§ **THE REQUEST**:
Quote every line as written. Omit pictures.

━━━ RECORD EXCERPTS

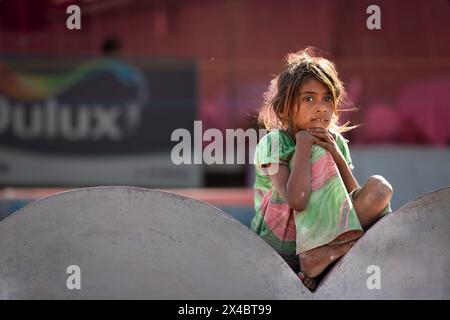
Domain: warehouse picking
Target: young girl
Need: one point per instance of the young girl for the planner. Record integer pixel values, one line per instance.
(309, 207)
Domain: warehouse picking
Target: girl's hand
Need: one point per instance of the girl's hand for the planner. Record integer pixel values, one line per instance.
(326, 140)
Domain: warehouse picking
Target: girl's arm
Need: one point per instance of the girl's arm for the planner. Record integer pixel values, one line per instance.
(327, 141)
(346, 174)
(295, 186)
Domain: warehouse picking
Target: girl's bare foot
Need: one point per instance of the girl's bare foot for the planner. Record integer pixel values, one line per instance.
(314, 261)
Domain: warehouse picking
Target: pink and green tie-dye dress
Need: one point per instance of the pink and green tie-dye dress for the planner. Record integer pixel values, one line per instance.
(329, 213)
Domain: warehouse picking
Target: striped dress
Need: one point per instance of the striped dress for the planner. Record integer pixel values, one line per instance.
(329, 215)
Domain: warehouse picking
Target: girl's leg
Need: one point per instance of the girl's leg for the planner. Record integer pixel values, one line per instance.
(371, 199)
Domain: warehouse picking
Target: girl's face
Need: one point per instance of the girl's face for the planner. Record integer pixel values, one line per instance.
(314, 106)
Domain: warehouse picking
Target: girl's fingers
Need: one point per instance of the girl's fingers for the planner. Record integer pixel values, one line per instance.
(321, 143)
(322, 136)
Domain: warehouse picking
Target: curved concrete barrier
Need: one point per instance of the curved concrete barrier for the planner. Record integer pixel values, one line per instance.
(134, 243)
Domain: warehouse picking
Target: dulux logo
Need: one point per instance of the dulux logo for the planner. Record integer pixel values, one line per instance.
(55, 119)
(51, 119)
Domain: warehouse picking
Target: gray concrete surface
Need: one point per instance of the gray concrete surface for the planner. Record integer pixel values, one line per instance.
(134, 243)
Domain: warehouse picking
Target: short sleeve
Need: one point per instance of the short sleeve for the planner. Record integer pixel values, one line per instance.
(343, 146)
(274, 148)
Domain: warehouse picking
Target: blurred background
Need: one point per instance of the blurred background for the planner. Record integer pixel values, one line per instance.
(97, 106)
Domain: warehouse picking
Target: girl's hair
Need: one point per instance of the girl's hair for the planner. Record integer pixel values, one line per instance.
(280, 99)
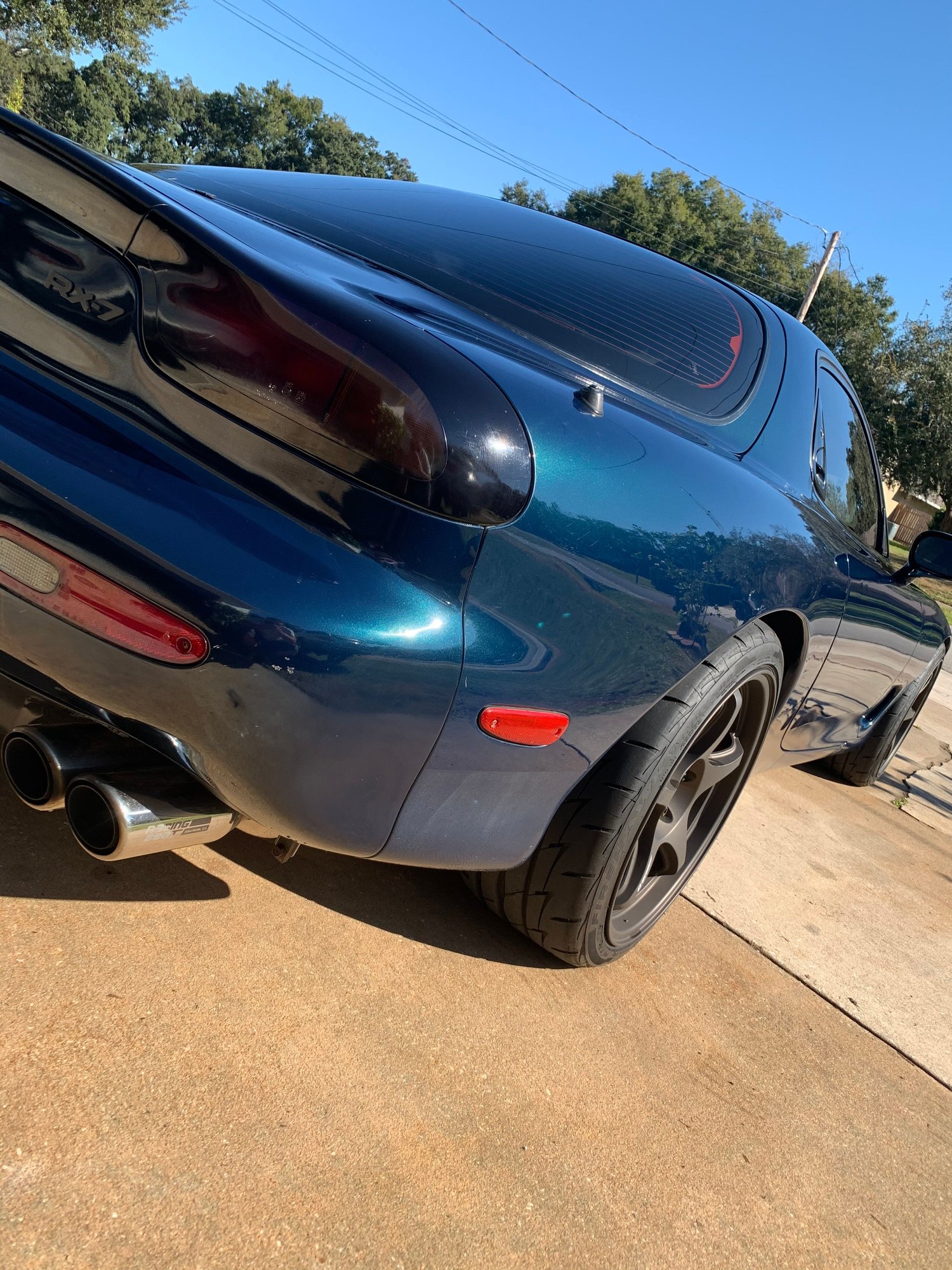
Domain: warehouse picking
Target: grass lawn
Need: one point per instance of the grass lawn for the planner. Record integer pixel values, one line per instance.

━━━━━━

§ **WORKED ANSWER**:
Domain: warehouse picking
Target: young girl
Need: one point per instance of the young girl for the planner. Record integer pixel values, one line per instance.
(309, 207)
Domain: warehouse picking
Target: girl's hand
Need: one point per instance of the girl's hand for the planner. Record integer pixel values, one line per instance.
(326, 140)
Domain: warehouse picking
Target: girl's arm
Need: one point per instance of the girl's arm for the planner. Record integer pixel values, one line per instance.
(327, 141)
(346, 174)
(295, 186)
Domain: warehouse picking
Target: girl's bare foot
Need: one point per instance of the girl's bare foot for the planner. Record integer pixel values, one line per instance.
(314, 261)
Domain: warehouse picking
Target: pink and green tie-dye dress
Need: one point per instance of the pink and green tie-dye dress for the planner. Record integer pixel values, one line per instance.
(329, 213)
Domain: warehouse picking
Target: striped dress
Need: one point per instance of the striped dress for the planner. Record integer pixel values, one line per instance.
(329, 215)
Domain: warehouse picking
Target: girl's leg
Need: one point per instance of the girl's leg for the planner. Record integer pixel values, one line per instance.
(371, 199)
Domain: warehouse picking
Target: girl's face
Need: one point per instance of the girl's face for the planner. Record integer pixel values, one line per instance.
(314, 106)
Domain: warehouse picking
Target: girl's fingers
Need: one point per instance of the girl's fingers for the planner. Record integer pixel values, one line per instance.
(321, 143)
(322, 136)
Domain: warehouse picking
Target: curved concrete barrier
Need: one point per instance of the curved concrete barrier for the planner. Record integer pixel values, one line per instance.
(134, 243)
Domain: warehouse picking
Target: dulux logo
Need: one point per instance of the dulux logo for the planner. Record integer pixel values, one line per instance.
(55, 119)
(51, 119)
Domain: warehouse picking
Target: gray concrete surface
Need: one point per instance of the gray concrete surface for the planner. Record integer pixel values, one line per instance.
(134, 243)
Domain: warehouse picking
Target: short sleeve
Need: one point per instance of the short sleeve for the planner. Record integer pixel values, one line per instance.
(343, 146)
(274, 148)
Domain: warehouse picking
Target: blurred background
Need: one point per instance of the blurred background for the planner. Record integer pixel values, one line per instance.
(97, 106)
Domain: warehouse picking
Target: girl's hair
Need: one point per instance of the girl's hair for the planner. Record integer pixel values, one line per instance.
(280, 99)
Domain: warehouse picking
Target: grass lawn
Need: one point per instance of the grass lawn for the planner. Record integer pixel values, one line per instance.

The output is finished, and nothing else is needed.